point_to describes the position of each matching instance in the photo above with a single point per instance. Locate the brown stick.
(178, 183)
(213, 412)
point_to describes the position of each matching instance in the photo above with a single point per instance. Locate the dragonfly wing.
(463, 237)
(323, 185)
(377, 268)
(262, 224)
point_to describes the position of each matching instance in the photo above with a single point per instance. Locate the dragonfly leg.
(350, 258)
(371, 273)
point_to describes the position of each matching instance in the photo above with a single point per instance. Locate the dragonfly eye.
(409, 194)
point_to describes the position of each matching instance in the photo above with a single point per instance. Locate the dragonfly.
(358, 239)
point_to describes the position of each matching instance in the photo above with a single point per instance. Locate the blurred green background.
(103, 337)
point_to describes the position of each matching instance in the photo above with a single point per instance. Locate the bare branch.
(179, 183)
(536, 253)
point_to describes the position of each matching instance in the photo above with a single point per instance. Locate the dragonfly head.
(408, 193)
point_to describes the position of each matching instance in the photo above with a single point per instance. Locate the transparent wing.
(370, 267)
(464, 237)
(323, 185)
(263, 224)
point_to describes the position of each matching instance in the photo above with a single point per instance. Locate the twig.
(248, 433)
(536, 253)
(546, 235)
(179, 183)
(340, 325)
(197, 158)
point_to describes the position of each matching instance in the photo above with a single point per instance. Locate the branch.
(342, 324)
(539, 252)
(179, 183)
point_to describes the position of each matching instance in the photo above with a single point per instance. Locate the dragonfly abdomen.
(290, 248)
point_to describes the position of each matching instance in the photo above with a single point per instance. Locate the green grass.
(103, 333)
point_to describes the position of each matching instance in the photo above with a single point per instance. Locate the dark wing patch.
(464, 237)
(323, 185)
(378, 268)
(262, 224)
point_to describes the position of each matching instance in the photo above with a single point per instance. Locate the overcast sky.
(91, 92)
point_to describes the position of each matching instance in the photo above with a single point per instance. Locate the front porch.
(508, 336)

···

Your reply should be an exact copy of every line from the line with "the green grass." through the final line of the data, and nothing more.

point_to describes the position of each matching instance in the photo above with a single point per instance. Locate the green grass.
(103, 333)
point_to describes the position of each matching instance in the photo above with a single point per instance. Locate the dark wing patch.
(464, 237)
(323, 185)
(378, 268)
(262, 224)
point_to describes the position of each matching instance in the photo above with a single point per instance. Locate the overcast sky.
(91, 92)
point_to describes the position of each matching instance in the photo above with a single point per instance. Locate the front porch.
(508, 336)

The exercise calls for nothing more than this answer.